### EXTRACTED TEXT
# Tramming the Y axis on a G0755 Mill



## W E Bailey (Jul 29, 2018)

I'm new at this, in the manual they explain how to tram the X axis, easy, but, I don't see a way to tram the Y axis, other than my shimming the whole head column.
I'm I missing something? It's about .05" out front to back.  Any direction would help. Thanks


----------



## benmychree (Jul 29, 2018)

pictures might help


----------



## T Bredehoft (Jul 29, 2018)

.05 is LOTS.  Look to shim the column.


----------



## Dave Paine (Jul 29, 2018)

As you stated, if the Y axis is out, you need to shim the whole column,

Stefan Gotteswinter has a video where he did this on him mill which also does not have Y axis adjustment.

Tramming a mill with epoxy video


----------



## RJSakowski (Jul 29, 2018)

### TASK A
Answer these questions from the thread on tramming the G0755 mill, each on its own line:
(i) About how far out, front to back, is the Y axis?
(ii) What did benmychree suggest might help?
(iii) Whose video did Dave Paine point to?
### TASK B
Using the thread on tramming the G0755 mill, explain in one to three sentences why the Y axis has to be corrected by shimming the column.
### TASK C
Pick up the thread on tramming the G0755 mill where it stops and continue it.

### GIVEN DATA
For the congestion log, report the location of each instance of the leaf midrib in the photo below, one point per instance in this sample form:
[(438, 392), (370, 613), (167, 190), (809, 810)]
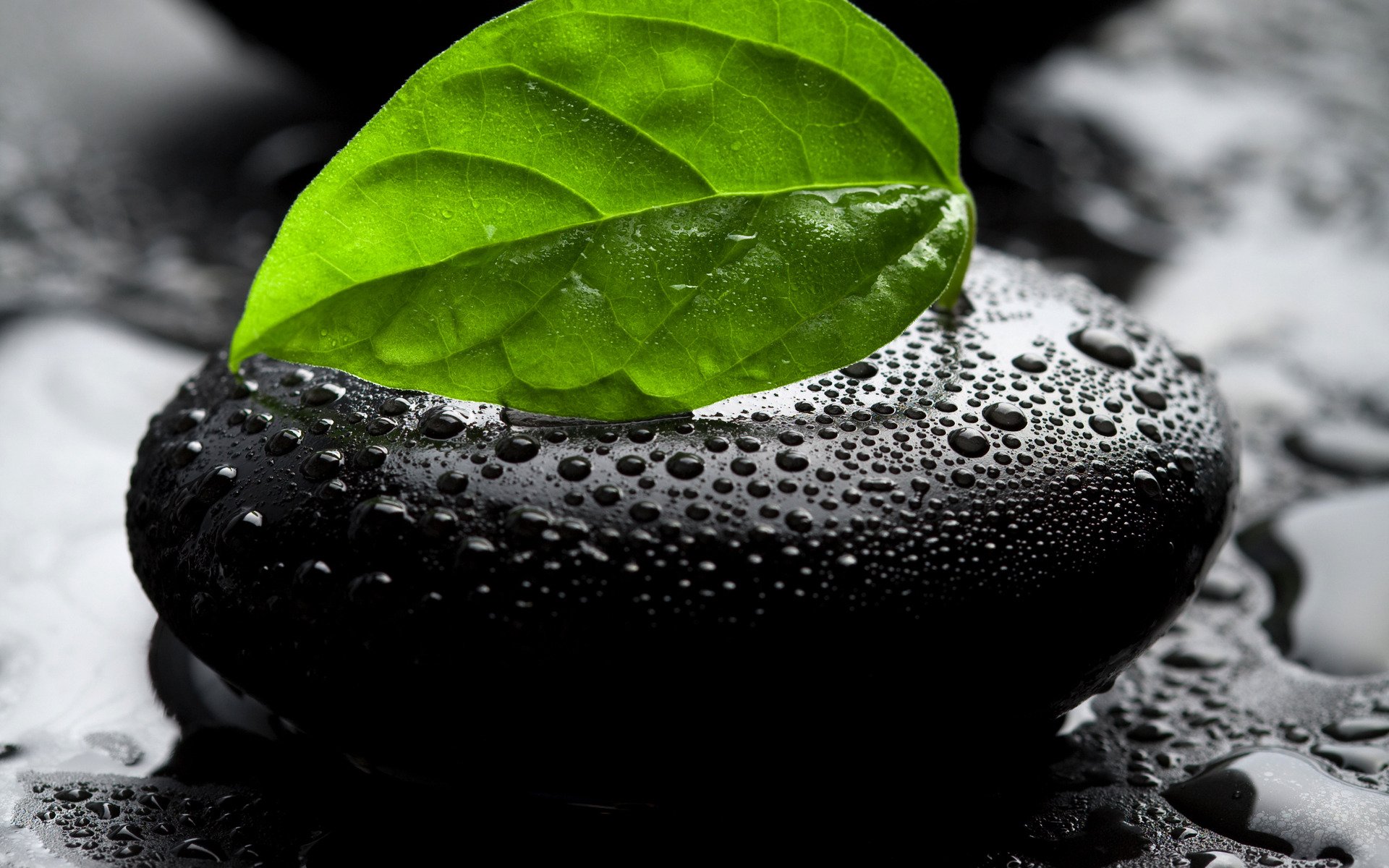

### TASK RESULT A
(i) About .05"
(ii) Pictures
(iii) Stefan Gotteswinter's

### TASK RESULT B
The manual only explains how to tram the X axis and gives no way to tram the Y axis, so the mill has no Y axis adjustment. As Dave Paine states, when the Y axis is out you need to shim the whole column.

### TASK RESULT C
A consideration with tramming the G0755 Y axis is that there are two means of vertical motion.  The spindle axis must be parallel to the column way and the column ways must be perpendicular to the table (actually a plane parallel to the x and y ways).  You need to determine which, if not both, is the cause of your out of tram situation. 

One possible cause on the G0755 y axis out of tram would be loose column ways.  If the gib is loose, the head will sag under its own weight.  The x axis will also be affected. Pushing and pulling the head in the x direction will cause an indicator shift.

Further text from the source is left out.